• _Problem_:
Once you reach the line containing "Where can the mountain" in the entries below, write out that line and each one after it down to the line containing "<point>284,170</point>", exactly and with nothing added.

Stored data entries
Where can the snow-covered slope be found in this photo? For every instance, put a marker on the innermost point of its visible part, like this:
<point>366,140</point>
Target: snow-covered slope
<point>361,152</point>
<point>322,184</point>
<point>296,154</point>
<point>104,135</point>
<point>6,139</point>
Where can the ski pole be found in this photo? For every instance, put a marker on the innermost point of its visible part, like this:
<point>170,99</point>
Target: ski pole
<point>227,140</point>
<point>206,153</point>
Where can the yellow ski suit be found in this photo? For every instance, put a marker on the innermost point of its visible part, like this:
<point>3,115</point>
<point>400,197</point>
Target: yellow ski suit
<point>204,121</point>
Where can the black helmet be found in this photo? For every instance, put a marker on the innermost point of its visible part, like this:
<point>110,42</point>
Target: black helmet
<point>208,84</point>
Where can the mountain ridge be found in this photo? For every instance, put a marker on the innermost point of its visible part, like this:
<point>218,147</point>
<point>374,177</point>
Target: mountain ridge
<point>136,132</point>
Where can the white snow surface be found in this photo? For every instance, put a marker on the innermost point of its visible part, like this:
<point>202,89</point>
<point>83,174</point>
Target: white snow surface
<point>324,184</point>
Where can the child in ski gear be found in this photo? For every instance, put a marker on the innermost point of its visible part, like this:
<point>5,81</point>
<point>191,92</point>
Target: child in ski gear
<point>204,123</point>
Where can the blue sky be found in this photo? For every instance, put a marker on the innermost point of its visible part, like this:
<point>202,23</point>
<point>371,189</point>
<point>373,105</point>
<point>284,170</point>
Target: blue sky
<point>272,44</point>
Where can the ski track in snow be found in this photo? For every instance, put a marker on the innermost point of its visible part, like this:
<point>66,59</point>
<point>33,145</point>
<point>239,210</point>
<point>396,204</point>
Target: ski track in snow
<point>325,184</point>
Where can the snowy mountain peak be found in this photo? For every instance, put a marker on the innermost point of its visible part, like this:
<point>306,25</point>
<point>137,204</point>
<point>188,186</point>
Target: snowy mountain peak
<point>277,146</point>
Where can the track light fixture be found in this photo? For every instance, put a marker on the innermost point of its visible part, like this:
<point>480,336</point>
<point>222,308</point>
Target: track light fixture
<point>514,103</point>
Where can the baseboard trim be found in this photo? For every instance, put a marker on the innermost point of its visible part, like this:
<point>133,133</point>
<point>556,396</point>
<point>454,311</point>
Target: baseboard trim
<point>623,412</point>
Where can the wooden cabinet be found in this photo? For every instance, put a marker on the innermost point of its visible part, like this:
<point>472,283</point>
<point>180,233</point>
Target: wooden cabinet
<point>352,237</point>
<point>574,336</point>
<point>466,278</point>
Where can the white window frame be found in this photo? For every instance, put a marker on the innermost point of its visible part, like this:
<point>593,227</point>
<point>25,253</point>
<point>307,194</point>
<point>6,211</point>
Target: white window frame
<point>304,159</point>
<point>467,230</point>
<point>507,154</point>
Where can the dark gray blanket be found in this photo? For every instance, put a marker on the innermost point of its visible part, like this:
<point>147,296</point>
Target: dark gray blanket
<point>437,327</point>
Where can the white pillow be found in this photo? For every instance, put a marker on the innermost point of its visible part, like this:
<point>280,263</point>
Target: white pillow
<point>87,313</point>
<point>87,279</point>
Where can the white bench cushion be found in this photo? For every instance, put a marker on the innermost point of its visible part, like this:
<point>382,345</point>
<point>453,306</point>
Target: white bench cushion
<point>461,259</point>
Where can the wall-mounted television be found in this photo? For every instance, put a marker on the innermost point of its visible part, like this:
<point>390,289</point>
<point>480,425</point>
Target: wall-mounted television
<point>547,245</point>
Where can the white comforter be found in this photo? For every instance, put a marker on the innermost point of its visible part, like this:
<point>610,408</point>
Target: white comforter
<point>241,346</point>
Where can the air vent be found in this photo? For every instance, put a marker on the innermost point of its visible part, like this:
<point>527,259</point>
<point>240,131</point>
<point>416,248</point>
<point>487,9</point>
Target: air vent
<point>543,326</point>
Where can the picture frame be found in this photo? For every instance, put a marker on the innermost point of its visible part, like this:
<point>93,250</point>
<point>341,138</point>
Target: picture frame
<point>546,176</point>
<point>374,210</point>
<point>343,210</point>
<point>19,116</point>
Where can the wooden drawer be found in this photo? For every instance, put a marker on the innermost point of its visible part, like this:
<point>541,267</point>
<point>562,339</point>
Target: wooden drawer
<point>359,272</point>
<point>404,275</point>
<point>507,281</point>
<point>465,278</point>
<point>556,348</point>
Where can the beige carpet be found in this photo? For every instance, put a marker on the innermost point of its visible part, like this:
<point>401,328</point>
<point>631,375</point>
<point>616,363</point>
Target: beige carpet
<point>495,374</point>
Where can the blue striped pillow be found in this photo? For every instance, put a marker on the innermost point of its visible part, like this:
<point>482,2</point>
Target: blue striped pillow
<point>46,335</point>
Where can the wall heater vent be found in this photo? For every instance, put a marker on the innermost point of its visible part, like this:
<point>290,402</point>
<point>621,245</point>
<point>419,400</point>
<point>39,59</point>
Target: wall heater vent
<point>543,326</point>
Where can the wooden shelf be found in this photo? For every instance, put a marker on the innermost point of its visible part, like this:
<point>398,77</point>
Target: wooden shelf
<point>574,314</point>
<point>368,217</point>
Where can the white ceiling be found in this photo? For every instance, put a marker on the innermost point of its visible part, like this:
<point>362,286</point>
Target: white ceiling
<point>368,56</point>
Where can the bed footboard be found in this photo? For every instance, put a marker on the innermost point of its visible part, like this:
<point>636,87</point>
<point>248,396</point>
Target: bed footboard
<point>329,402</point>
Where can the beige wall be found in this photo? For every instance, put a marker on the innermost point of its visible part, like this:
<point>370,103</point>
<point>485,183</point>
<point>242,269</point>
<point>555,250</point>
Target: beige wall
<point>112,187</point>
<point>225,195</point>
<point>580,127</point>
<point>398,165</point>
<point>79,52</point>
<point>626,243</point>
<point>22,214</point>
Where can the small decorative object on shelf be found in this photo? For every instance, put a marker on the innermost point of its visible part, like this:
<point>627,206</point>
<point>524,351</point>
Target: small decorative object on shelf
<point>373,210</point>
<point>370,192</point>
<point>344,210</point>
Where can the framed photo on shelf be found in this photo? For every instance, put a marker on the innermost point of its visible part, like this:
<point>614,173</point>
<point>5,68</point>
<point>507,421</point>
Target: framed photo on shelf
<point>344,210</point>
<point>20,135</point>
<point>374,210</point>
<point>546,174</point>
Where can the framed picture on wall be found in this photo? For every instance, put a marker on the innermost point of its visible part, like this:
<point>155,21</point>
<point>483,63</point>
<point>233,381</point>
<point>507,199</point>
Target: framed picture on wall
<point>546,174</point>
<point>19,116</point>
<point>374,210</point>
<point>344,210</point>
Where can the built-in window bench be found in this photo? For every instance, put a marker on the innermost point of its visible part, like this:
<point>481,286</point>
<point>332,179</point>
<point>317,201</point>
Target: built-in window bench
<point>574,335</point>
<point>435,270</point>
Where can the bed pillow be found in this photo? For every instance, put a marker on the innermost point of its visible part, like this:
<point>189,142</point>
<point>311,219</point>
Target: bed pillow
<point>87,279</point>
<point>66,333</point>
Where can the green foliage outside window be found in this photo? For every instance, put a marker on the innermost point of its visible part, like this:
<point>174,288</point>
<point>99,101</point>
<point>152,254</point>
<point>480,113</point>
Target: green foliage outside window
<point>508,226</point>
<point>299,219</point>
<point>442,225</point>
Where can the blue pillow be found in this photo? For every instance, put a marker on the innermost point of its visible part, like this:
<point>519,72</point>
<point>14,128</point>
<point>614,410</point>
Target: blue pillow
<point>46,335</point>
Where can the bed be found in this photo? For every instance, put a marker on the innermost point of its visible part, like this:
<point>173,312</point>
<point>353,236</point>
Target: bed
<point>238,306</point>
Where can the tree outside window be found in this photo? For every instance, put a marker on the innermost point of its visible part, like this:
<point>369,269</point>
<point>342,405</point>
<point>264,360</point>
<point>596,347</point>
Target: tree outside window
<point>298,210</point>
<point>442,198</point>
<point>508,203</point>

• _Solution_:
Where can the mountain ridge be found in this photo? For every instance, put a marker on the innermost point of its visible part, like this:
<point>218,147</point>
<point>374,177</point>
Target: mountain ridge
<point>136,132</point>
Where can the white snow surface be found in this photo? For every instance, put a marker on the innermost point of its visible part, like this:
<point>202,89</point>
<point>83,174</point>
Target: white snow surface
<point>324,184</point>
Where can the child in ski gear be found in this photo? For every instance, put a marker on the innermost point of its visible part, like this:
<point>5,81</point>
<point>191,92</point>
Target: child in ski gear
<point>204,123</point>
Where can the blue sky be found in this photo? For every instance, put a marker on the innermost point of its visible part, like this:
<point>202,23</point>
<point>371,189</point>
<point>373,105</point>
<point>284,170</point>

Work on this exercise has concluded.